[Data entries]
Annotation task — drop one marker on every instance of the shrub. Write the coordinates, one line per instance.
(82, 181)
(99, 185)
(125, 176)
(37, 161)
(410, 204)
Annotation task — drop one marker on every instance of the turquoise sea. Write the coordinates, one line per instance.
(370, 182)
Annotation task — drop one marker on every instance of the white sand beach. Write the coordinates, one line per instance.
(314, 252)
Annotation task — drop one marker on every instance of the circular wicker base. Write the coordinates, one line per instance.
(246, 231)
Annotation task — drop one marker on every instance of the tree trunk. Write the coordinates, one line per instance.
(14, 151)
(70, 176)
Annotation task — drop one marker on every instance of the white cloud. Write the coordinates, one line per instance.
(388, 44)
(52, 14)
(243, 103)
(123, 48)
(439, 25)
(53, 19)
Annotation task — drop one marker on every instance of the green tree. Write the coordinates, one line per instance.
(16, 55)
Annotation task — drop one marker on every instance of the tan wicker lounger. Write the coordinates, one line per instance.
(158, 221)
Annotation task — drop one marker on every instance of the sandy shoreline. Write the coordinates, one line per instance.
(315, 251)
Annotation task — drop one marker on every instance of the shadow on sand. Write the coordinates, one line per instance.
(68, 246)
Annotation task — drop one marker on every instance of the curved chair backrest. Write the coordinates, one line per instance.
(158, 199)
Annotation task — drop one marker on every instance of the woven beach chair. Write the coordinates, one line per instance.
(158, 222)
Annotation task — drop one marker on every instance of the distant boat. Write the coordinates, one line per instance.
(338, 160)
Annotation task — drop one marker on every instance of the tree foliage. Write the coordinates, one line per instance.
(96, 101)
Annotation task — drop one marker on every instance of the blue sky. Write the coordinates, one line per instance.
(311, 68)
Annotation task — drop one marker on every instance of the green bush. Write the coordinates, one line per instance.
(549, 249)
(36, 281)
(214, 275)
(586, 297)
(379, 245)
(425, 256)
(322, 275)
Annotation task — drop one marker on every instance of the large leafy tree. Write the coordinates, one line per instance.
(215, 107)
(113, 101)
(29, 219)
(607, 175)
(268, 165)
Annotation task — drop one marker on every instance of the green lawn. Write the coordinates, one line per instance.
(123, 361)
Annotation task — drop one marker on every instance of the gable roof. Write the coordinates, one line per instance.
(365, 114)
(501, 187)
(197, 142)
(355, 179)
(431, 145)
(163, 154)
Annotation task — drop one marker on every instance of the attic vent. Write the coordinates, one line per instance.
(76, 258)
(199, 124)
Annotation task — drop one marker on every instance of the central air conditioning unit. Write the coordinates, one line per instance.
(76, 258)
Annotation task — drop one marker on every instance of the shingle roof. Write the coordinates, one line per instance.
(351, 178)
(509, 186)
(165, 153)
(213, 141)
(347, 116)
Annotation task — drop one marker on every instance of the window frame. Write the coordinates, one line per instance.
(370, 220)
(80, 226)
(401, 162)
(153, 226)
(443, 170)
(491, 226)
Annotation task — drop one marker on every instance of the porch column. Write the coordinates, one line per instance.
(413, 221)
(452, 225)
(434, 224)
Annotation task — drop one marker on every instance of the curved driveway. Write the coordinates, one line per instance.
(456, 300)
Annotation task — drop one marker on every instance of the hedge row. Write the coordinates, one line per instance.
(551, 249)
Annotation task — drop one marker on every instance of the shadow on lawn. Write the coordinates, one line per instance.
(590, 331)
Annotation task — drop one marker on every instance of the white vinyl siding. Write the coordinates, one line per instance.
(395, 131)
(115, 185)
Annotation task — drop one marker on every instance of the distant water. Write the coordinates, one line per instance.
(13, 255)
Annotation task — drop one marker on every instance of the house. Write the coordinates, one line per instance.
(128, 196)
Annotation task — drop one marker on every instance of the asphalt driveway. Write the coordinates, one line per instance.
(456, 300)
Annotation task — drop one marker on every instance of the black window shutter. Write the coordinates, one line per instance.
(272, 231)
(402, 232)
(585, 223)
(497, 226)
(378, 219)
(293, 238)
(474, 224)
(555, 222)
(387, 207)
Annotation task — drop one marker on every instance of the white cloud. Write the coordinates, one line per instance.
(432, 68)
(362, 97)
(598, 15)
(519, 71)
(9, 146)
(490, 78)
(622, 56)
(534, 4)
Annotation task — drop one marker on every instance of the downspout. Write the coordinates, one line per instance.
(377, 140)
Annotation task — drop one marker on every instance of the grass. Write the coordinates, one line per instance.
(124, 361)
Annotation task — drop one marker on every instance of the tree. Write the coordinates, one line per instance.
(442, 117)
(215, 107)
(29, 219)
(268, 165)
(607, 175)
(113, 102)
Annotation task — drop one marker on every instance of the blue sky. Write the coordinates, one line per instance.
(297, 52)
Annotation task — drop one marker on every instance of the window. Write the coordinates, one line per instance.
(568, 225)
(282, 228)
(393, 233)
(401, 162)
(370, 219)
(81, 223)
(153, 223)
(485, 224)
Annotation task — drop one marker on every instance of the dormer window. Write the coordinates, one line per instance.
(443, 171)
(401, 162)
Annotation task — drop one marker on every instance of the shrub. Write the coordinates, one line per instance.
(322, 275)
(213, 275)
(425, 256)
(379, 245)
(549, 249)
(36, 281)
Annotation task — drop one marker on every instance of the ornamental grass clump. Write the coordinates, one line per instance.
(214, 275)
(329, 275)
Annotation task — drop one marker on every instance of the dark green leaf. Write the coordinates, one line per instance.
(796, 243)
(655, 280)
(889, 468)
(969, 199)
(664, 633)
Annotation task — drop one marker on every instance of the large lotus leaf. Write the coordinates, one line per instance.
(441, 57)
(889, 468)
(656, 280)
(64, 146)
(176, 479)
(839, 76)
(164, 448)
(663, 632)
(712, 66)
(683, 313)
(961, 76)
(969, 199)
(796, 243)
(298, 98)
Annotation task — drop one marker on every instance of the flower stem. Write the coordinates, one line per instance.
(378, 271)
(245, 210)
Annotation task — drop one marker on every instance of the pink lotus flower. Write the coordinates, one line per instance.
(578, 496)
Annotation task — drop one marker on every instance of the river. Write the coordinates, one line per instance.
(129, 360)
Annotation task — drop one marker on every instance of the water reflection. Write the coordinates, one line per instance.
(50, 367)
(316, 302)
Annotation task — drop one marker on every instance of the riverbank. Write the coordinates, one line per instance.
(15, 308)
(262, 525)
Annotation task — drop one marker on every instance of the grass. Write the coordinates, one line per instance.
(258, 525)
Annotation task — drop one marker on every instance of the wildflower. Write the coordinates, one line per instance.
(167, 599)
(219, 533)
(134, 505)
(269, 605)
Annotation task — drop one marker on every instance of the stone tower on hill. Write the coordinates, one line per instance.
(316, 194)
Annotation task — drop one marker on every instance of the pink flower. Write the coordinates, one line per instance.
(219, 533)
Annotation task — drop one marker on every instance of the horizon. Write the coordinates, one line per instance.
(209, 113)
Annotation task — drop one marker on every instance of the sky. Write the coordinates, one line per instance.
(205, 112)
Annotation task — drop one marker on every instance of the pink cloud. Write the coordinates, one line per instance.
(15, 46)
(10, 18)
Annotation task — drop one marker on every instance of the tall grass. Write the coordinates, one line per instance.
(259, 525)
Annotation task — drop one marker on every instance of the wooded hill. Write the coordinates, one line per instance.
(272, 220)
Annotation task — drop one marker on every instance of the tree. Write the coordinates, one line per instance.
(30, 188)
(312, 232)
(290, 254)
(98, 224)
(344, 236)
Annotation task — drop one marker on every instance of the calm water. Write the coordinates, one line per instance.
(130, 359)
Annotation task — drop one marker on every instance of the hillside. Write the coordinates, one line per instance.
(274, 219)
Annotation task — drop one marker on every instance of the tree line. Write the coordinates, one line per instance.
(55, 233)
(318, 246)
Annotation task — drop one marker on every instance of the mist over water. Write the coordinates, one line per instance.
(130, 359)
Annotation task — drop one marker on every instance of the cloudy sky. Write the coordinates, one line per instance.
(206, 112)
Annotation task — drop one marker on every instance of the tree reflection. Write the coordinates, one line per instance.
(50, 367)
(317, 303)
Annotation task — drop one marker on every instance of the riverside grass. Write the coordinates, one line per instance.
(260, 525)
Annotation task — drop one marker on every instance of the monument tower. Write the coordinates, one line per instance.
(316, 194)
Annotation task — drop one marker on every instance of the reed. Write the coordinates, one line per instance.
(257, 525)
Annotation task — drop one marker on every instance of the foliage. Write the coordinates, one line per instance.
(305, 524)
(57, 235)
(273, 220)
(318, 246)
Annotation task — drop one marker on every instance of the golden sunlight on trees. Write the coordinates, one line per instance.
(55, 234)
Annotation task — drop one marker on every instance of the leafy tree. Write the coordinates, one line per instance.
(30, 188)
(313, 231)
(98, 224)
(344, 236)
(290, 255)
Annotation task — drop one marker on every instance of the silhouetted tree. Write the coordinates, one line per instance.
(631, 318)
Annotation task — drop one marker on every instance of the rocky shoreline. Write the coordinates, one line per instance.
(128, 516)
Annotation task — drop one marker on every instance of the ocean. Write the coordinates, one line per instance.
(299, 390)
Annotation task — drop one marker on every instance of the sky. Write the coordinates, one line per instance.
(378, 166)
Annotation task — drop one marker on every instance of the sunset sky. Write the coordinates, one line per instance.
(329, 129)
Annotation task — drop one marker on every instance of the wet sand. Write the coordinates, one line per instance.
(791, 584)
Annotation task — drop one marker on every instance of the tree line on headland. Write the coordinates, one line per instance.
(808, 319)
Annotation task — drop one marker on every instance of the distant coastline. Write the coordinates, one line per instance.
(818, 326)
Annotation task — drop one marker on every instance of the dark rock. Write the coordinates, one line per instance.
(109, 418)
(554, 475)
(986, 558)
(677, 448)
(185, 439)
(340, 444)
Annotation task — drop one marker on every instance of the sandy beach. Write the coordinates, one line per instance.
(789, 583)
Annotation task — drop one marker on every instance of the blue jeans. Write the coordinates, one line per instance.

Required task:
Everything from the line containing "the wet sand." to the last line of the entries above should be quoted exactly, and only that.

Written response:
Annotation task — drop one marker on every instance of the wet sand. Write the coordinates, one line per instance.
(791, 584)
Annotation task — drop one marker on every instance of the tree line on headland. Write the coordinates, one line per instance.
(808, 319)
Annotation task — drop one marker on every instance of the distant coastline. Write the coordinates, one line per instance.
(818, 326)
Annotation task — drop one marker on every instance of the dark rock. Write the coordinates, one line per instance.
(109, 418)
(554, 475)
(986, 558)
(677, 448)
(185, 439)
(340, 444)
Annotation task — drop one marker on every instance of the sandy beach. Write the coordinates, one line per instance.
(789, 583)
Annotation task — drop one marker on every instance of the blue jeans. Write the coordinates, one line per instance.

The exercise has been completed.